• **AIM OF THE TASK**:
Pick out every line in the records below that contains the string "jacket", treating uppercase and lowercase letters as distinct.

• **MATERIAL TO PROCESS**:
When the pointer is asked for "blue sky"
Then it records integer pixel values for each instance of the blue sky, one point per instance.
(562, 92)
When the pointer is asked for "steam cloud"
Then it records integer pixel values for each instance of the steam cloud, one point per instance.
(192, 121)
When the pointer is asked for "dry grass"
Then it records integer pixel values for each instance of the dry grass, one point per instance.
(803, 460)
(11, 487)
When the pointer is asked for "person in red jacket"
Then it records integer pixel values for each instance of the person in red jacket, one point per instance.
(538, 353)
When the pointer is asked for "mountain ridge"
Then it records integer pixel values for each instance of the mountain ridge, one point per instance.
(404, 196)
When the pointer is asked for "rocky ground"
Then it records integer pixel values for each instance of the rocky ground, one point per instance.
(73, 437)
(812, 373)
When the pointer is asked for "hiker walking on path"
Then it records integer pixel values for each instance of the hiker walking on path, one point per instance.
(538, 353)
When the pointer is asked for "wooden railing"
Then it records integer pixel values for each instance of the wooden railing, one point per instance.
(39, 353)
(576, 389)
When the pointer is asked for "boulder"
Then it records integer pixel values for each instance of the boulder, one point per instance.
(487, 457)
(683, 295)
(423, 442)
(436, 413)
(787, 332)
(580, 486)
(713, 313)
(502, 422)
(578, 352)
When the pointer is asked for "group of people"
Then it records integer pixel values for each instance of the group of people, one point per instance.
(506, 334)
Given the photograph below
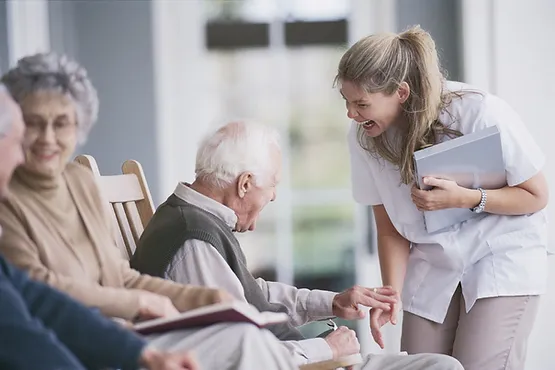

• **RESULT FOR THIS EXERCISE**:
When the pointer is asked for "person in red jacket"
Then it records integer pixel values for each instance of the person in red jacket, one point per instance.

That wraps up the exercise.